**EXERCISE DETAILS**
Can you continue the court judgment below, on the petitioner's disability claim from military service, starting after its last sentence?

6. Learned counsel for the petitioner has argued that the apex Court categorically held in re: Vir Yagya Dull Sharma Versus Union of India and
others 2000(2) SCT 801.
If any disease is stated to have been suffered by the claimants during the course of service, it shall be termed that it is attributable to or aggravated
by Military Service unless the same is disproved by the opinion of the medical Board. It has also been argued that the respondents have not denied
categorically, while submitting reply, to the effect that the petitioner was placed in Medical Category ''A'' at the time of being enrolled into the
Defence Services. It has also been categorically admitted that he was subjected to medical treatment in the year 1994 and he continued to be
under such treatment upto 31.7.1996 and he was recommended and that the percentage of disability of the petitioner has been assessed at 30%.
The petitioner still suffers from the said disability. Reliance has also been placed upon a judgment of this Court rendered in re: Onkar Singh Union
of India and Ors. (C.W.P.NO. 2556 of 1994) decided on 6.8.2001 and also rendered in re: Major A.K.Bawa versus Union of lndia(C.W.P.No.
7353 of 2000) decided on 25.7.2001.

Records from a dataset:
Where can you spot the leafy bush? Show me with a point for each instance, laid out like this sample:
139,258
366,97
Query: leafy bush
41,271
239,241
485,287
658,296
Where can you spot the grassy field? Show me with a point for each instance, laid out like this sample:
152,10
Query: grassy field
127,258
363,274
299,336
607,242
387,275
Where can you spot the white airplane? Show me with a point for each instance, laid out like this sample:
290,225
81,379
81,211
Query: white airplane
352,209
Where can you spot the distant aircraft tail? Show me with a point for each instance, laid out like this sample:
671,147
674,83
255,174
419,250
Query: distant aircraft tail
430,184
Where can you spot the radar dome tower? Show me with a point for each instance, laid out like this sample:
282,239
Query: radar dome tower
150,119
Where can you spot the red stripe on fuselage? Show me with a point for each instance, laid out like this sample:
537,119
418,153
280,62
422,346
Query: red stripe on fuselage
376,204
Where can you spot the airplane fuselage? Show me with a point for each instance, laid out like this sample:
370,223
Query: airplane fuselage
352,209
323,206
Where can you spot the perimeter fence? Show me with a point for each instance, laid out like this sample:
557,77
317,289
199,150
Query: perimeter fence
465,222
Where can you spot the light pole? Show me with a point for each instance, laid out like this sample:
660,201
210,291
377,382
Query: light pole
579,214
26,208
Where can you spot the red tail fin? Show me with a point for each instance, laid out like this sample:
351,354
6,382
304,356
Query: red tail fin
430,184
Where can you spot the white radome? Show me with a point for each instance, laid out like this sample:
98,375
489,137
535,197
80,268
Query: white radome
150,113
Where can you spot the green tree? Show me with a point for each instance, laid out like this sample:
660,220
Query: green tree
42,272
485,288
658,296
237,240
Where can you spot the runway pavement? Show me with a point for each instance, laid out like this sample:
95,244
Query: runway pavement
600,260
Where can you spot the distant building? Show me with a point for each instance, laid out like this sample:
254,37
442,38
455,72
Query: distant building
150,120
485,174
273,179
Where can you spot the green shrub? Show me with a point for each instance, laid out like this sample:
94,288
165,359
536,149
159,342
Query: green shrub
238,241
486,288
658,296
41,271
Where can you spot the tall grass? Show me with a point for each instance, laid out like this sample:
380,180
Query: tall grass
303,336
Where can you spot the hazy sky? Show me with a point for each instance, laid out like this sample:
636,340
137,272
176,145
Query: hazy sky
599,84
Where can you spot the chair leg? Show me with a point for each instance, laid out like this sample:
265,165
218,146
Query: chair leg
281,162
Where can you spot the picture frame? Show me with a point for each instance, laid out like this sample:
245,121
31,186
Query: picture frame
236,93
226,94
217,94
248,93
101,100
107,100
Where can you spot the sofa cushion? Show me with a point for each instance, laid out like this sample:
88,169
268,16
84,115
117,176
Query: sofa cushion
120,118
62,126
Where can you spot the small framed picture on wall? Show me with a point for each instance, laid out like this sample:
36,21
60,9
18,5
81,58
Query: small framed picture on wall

**RESPONSE AREA**
7. It has also been argued that by terming it to be constitutional in nature and not related to service without giving reasons would not make it not
attributable to or aggravated by Military Service. The respondents have not been able to substantiate their claim in this regard by way of producing
any documentary evidence, as such, disability suffered by the petitioner has to be termed as having been attributable lo or aggravated by military
service.
8. Learned counsel for the respondent has argued that unless and untill it is accepted by die Medical Board that the disability suffered is attributable
to or aggravated by Military Service and the reasons in respect thereof are spelt out by the Board, it cannot be termed as such. It has also been
argued that the petitioner was given the shelter appointment and that by accepting this shelter appointment he has no right to claim Disability
Pension as he has not been invalided out of service.
9. So far as pendency of appeal before the Ministry of Defence is concerned, it has not been brought to my notice by the counsel for the
respondents as to whether the said appeal has been decided or has not been decided. The written statement was filed by the respondents which is
dated 13.10.1999. If the appeal has not been decided for such a long period, it is taken to be dismissed. As such, I have proceeded to decide this
petition on merits.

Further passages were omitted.